- _EXCERPT TO READ_:

Obvious Terms of Service
Effective Date: Date of first use of the Services — Last Updated: December 2, 2025
BY EXECUTING AN ORDER FORM THAT REFERENCES THIS AGREEMENT OR BY ACCESSING OR USING THE SERVICES, CUSTOMER HEREBY AGREES TO BE BOUND BY THE TERMS OF THIS AGREEMENT.
1. Definitions
“Affiliate” means any entity that directly or indirectly controls, is controlled by, or is under common control with a party, where “control” means the ownership of more than 50% of the outstanding shares or securities representing the right to vote for the election of directors or other managing authority.
“Agreement” means this Obvious Services Agreement, together with all Order Forms, Order Addenda, statements of work, schedules, exhibits, Data Processing Addendum (if applicable), and any other documents expressly incorporated by reference, each as may be amended from time to time by the parties in writing.
“Agent” means the AI-powered assistant integrated into the Services that can create, edit, and manage Artifacts, execute workflows, and perform tasks on behalf of Authorized Users.
“Anonymized Data” means data and information related to or derived from Customer’s use of the Services that has been de-identified and/or aggregated in a manner that does not identify Customer or any individual and cannot reasonably be used to re-identify Customer or any individual, whether alone or in combination with other data.
“Artifact” means any document, workbook, presentation, visualization, data structure, or other content object created, stored, or managed within the Services, including but not limited to documents, spreadsheets, slides, kanban boards, calendars, and other structured content.
“Authorized User” means an individual employee, contractor, or agent of Customer or a Permitted Third Party who is authorized by Customer to access and use the Services under Customer’s account.
“Customer” means the individual or legal entity that accepts this Agreement by executing an Order Form that references this Agreement or accessing or using the Services.
“Customer Data” means any data, files, metadata, content, prompts, instructions, or other information submitted by or on behalf of Customer or its Authorized Users to the Services, including all Artifacts and content created or uploaded by Customer.
“Data Processing Addendum” or “DPA” means the data processing terms applicable to Provider’s processing of Customer Personal Data on behalf of Customer, which are incorporated into this Agreement by reference.
“Documentation” means Provider’s user manuals, help files and other written or electronic materials describing the use and operation of the Services.
“Fees” means the fees for the Services specified in any Order Form.
“Provider” means Flatfile, Inc. d.b.a. Obvious.
“Order Form” means any ordering document executed by Customer and Provider referencing this Obvious Services Agreement and specifying the Services, pricing, Subscription Term, and other commercial terms.

- _DATA PROVIDED_:
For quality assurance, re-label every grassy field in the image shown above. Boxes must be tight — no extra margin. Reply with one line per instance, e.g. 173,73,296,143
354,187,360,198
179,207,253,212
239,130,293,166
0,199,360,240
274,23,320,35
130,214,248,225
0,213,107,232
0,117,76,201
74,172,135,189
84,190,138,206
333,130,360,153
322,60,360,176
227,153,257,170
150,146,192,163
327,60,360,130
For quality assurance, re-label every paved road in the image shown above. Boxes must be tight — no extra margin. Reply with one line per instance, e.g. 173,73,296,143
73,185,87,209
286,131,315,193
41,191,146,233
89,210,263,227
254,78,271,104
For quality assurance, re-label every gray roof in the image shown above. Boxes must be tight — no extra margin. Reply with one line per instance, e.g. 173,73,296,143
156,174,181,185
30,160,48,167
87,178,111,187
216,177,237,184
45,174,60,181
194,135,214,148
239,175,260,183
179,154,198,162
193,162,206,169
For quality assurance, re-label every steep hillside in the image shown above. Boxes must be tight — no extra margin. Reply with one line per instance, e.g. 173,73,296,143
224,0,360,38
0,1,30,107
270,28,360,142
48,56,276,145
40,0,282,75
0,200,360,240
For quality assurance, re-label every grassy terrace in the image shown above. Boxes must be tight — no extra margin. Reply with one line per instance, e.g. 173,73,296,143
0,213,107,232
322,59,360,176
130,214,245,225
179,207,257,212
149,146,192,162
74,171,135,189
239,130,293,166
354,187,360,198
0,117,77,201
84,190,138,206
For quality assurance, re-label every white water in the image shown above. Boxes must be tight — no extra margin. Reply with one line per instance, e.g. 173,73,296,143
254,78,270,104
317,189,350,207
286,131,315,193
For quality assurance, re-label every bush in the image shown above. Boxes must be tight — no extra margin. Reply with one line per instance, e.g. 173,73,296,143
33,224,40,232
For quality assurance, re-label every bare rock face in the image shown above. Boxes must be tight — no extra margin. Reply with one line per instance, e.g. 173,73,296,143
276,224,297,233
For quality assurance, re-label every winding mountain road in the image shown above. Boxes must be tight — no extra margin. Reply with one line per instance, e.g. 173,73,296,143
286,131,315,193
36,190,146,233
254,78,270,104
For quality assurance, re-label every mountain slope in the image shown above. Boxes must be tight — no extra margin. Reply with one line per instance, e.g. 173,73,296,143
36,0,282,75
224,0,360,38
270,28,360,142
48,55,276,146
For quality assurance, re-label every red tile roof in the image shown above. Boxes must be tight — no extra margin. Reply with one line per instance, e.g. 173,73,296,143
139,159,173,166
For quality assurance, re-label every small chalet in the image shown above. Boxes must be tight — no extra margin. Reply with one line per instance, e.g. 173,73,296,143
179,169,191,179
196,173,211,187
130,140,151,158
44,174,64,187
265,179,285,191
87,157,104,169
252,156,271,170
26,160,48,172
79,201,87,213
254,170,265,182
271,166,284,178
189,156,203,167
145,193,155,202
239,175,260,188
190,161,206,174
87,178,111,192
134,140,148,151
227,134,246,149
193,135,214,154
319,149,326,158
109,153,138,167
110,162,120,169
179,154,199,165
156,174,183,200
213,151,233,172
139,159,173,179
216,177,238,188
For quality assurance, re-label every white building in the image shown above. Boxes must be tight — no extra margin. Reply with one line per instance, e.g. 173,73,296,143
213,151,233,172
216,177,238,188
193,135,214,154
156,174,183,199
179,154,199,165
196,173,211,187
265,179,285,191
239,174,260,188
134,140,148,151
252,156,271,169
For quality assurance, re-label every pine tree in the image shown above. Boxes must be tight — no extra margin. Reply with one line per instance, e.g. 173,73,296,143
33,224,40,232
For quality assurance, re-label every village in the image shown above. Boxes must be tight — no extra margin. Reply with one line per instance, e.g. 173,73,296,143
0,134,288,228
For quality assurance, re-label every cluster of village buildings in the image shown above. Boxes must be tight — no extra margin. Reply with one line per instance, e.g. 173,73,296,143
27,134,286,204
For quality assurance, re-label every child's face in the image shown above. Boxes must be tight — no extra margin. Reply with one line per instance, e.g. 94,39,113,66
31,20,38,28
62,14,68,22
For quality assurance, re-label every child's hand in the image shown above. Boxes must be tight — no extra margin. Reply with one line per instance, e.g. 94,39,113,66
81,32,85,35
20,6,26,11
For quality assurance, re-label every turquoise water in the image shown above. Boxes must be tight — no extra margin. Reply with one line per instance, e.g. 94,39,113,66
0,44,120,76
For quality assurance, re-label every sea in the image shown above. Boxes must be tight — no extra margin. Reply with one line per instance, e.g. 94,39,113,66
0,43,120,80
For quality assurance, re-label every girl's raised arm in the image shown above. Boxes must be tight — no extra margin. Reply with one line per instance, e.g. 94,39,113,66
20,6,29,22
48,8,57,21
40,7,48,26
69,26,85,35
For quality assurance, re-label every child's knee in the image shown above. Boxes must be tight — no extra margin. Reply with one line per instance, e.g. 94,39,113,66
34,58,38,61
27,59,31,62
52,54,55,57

- _JOB 1_:
Pick out each line in the records above that contains the word "water", and copy those lines.
- _JOB 2_:
Write the next part of the Obvious terms of service above, continuing after the last definition shown.

- _EXERCISE RESPONSE 1_:
For quality assurance, re-label every white water in the image shown above. Boxes must be tight — no extra margin. Reply with one line per instance, e.g. 173,73,296,143
For quality assurance, re-label every turquoise water in the image shown above. Boxes must be tight — no extra margin. Reply with one line per instance, e.g. 94,39,113,66

- _EXERCISE RESPONSE 2_:
“Permitted Third Party” means an entity under contract with Customer who needs to access the Service to perform its obligations to Customer and who is not a competitor of Provider.
“Platform” means Obvious’s AI-powered workspace platform, including the Agent, artifact management system, collaboration tools, data processing capabilities, and any associated application programming interfaces.
“Services” means Provider’s provision of the Platform, Documentation, support services, and any Professional Services, in each case, provided by Provider as described herein and in an Order Form.
“Subscription Term” means the period beginning on the Effective Date and continuing for the initial subscription period specified in the applicable Order Form, including any renewal terms, unless earlier terminated in accordance with this Agreement.
“Third-Party AI Services” means artificial intelligence services or models that are made available through or integrated with the Services but operated or owned by third parties.
2. Provision, Access, and Use of the Services
2.1 Customer’s Access and Use Rights
Subject to the terms and conditions of this Agreement and Customer’s continued compliance herewith, including its payment obligations, Provider hereby grants Customer a limited, non-exclusive, non-sublicensable, non-transferable right to access and use the Services during the Subscription Term for its internal business operations solely in accordance with this Agreement and applicable Order Forms. All rights not expressly granted to Customer herein are reserved by Provider and its licensors.
2.2 Deployment and Hosting
Provider will provision, control, manage, and maintain the hosting environment for the Services in a secure cloud infrastructure and be responsible for infrastructure, uptime, and associated security obligations. Customer is solely responsible for establishing and maintaining its internet connectivity and ensuring that such infrastructure is sufficient to access and use the Services.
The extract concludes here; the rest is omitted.